(Problem to solve) Below are some records; reproduce them exactly.

^^^^^^^^

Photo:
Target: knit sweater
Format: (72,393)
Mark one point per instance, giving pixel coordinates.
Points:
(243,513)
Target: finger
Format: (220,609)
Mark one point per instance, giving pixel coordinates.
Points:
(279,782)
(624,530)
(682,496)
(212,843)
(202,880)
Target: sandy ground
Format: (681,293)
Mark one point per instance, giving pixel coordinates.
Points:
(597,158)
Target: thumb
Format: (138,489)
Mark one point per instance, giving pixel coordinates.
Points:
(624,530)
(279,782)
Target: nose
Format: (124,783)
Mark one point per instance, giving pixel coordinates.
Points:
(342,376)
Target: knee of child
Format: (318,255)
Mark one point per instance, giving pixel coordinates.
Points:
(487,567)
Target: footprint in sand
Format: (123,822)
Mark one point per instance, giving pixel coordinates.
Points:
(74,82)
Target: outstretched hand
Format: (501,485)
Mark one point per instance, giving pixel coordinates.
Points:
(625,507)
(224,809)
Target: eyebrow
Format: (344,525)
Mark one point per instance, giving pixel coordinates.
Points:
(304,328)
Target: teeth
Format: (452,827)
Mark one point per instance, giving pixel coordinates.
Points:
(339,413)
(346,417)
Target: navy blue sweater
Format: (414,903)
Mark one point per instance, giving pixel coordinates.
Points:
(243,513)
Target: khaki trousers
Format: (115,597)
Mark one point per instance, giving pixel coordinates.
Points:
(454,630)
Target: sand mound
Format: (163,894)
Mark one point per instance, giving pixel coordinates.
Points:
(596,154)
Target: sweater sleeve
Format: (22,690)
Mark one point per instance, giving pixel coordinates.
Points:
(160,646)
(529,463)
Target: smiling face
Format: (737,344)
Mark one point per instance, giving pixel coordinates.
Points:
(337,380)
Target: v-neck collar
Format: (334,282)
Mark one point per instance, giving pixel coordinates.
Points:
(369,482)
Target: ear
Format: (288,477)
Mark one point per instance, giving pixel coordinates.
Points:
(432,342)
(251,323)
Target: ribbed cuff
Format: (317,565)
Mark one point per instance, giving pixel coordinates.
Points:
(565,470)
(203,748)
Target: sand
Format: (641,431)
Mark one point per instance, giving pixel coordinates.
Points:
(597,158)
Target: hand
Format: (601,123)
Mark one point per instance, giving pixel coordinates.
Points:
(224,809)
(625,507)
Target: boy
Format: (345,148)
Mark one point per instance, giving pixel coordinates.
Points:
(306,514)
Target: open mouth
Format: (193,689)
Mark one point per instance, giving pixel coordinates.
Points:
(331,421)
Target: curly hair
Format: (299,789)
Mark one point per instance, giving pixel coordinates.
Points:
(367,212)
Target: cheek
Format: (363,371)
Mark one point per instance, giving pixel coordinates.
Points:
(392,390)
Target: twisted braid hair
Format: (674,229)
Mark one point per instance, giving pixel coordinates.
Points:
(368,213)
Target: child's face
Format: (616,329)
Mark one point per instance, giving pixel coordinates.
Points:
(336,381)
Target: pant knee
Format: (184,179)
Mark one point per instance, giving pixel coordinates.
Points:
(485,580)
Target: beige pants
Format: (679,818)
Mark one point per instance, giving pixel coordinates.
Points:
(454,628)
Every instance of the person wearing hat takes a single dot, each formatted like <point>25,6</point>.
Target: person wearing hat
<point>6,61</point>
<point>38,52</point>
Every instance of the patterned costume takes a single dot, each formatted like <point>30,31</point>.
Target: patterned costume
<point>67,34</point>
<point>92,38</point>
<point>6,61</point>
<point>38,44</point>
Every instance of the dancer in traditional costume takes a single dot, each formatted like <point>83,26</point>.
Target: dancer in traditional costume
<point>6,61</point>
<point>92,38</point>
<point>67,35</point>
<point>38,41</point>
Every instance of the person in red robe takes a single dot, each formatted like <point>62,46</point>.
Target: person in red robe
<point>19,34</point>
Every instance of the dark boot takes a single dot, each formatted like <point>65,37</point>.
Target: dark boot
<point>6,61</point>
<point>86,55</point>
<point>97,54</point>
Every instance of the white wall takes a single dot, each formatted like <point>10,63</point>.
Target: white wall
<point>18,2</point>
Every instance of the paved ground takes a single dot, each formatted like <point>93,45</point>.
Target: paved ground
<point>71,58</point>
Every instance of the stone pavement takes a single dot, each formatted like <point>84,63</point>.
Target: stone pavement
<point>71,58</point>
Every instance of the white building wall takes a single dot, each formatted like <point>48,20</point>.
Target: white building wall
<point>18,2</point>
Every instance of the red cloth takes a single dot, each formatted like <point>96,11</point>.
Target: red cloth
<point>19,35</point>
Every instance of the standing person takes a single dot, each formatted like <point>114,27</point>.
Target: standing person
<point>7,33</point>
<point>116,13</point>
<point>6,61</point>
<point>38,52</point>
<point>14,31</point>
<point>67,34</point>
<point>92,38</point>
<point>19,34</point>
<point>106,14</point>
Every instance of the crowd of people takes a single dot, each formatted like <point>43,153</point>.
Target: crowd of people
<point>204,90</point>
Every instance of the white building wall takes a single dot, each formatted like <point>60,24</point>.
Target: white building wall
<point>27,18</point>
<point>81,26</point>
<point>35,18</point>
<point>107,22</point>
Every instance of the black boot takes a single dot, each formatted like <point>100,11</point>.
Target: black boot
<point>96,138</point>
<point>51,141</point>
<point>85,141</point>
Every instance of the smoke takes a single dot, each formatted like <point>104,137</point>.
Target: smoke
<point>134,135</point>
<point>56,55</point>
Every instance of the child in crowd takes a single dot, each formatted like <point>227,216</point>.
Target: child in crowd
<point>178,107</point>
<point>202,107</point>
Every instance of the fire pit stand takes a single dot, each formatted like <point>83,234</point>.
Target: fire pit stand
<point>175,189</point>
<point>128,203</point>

^^^^^^^^

(Response area)
Photo:
Target: knit sweater
Format: (72,393)
Mark one point per instance, giving pixel coordinates.
Points:
(243,513)
Target: finger
Format: (220,609)
Mark one point per instance, giving pixel coordinates.
Points:
(279,782)
(624,530)
(682,496)
(212,843)
(202,880)
Target: sandy ground
Format: (681,293)
Mark one point per instance, giving pixel coordinates.
Points:
(597,158)
Target: thumb
Format: (138,489)
Mark one point per instance, giving pixel coordinates.
Points:
(624,530)
(279,782)
Target: nose
Format: (124,783)
Mark one point per instance, giving pixel coordinates.
Points:
(342,376)
Target: knee of child
Format: (318,255)
Mark one point per instance, giving pixel coordinates.
Points:
(487,567)
Target: footprint in sand
Format: (123,822)
Mark one point per instance, giving pixel coordinates.
Points:
(74,82)
Target: outstretched hand
Format: (501,485)
Mark one point per instance, giving pixel coordinates.
Points:
(625,507)
(224,809)
Target: eyebrow
Format: (344,525)
Mark one point per instance, giving pixel coordinates.
Points:
(304,328)
Target: teeth
Format: (452,827)
Mark one point per instance, giving pixel coordinates.
Points:
(339,413)
(346,417)
Target: navy blue sweater
Format: (414,903)
Mark one point per instance, giving pixel coordinates.
Points:
(243,513)
Target: khaki trousers
Format: (115,597)
Mark one point per instance, giving pixel coordinates.
Points:
(454,630)
Target: sand mound
Format: (163,894)
Mark one point per instance, giving pixel coordinates.
Points:
(596,154)
Target: sweater sleeve
Format: (22,690)
Mark one point per instance, giving pixel coordinates.
Points:
(160,646)
(529,463)
Target: smiling face
Format: (737,344)
Mark one point per instance, giving pixel coordinates.
Points:
(337,380)
Target: v-neck collar
Format: (334,282)
Mark one point per instance, giving pixel coordinates.
Points:
(369,482)
Target: ear
Format: (288,477)
Mark one point per instance, giving pixel coordinates.
Points:
(432,342)
(251,323)
Target: ribbed cuff
Format: (317,565)
Mark one point per instance, giving pixel coordinates.
Points:
(565,470)
(203,748)
Target: sand
Format: (641,431)
Mark one point per instance, giving pixel coordinates.
Points:
(597,158)
Target: hand
Format: (601,123)
Mark one point per instance, giving pixel coordinates.
Points:
(224,809)
(625,507)
Target: boy
Format: (345,148)
Mark one point per instance, giving pixel coordinates.
Points:
(306,514)
Target: open mouth
Format: (193,689)
Mark one point per instance, giving pixel coordinates.
Points:
(331,421)
Target: curly hair
Format: (299,789)
Mark one point per instance, giving pixel coordinates.
Points:
(367,212)
Target: cheek
Format: (363,371)
Mark one point per instance, giving pixel coordinates.
Points:
(392,390)
Target: twisted braid hair
Format: (674,229)
Mark one point per instance, giving pixel coordinates.
Points:
(368,213)
Target: child's face
Format: (616,329)
Mark one point per instance, giving pixel coordinates.
Points:
(336,381)
Target: pant knee
Format: (184,179)
Mark one point per instance, giving pixel coordinates.
Points:
(485,580)
Target: beige pants
Format: (679,818)
Mark one point per instance, giving pixel coordinates.
Points:
(454,628)
Every instance of the person wearing hat takes a single dot, each formatted like <point>25,6</point>.
Target: person wearing hat
<point>6,61</point>
<point>38,52</point>
Every instance of the patterned costume takes a single dot, each formatted like <point>30,31</point>.
Target: patterned costume
<point>67,34</point>
<point>92,38</point>
<point>6,61</point>
<point>38,44</point>
Every instance of the dancer in traditional costume takes a single dot, each formatted like <point>83,26</point>.
Target: dancer in traditional costume
<point>6,61</point>
<point>92,38</point>
<point>67,35</point>
<point>38,41</point>
Every instance of the person in red robe takes a single dot, each formatted like <point>62,46</point>.
Target: person in red robe
<point>19,34</point>
Every instance of the dark boot takes a single dot, each formatted like <point>65,37</point>.
Target: dark boot
<point>6,61</point>
<point>86,55</point>
<point>97,54</point>
Every instance of the white wall takes a single dot, each formatted like <point>10,63</point>.
Target: white wall
<point>18,2</point>
Every instance of the paved ground takes a single dot, each formatted like <point>93,45</point>.
Target: paved ground
<point>71,58</point>
Every instance of the stone pavement takes a single dot, each formatted like <point>84,63</point>.
Target: stone pavement
<point>71,58</point>
Every instance of the white building wall takes a single dot, each formatted like <point>48,20</point>.
Target: white building wall
<point>18,2</point>
Every instance of the red cloth takes a single dot, each formatted like <point>96,11</point>.
Target: red cloth
<point>19,35</point>
Every instance of the standing person takes a single dot, each formatted like <point>114,27</point>.
Target: standing person
<point>7,33</point>
<point>116,13</point>
<point>6,61</point>
<point>38,52</point>
<point>14,31</point>
<point>67,34</point>
<point>92,38</point>
<point>19,34</point>
<point>106,14</point>
Every instance of the crowd of people takes a single dot, each formatted like <point>43,153</point>.
Target: crowd of people
<point>204,90</point>
Every instance of the white building wall takes a single dot, each formatted like <point>60,24</point>.
Target: white building wall
<point>27,18</point>
<point>81,26</point>
<point>35,18</point>
<point>107,22</point>
Every instance of the black boot takes a single dot, each formatted like <point>100,11</point>.
Target: black boot
<point>96,138</point>
<point>51,141</point>
<point>85,141</point>
Every instance of the smoke takes a single dot, each formatted like <point>104,137</point>.
Target: smoke
<point>134,135</point>
<point>56,55</point>
Every instance of the child in crowd takes a single dot, each formatted like <point>227,216</point>.
Target: child in crowd
<point>178,107</point>
<point>202,107</point>
Every instance of the fire pit stand takes a single dot, each formatted like <point>83,234</point>.
Target: fire pit stand
<point>175,189</point>
<point>128,203</point>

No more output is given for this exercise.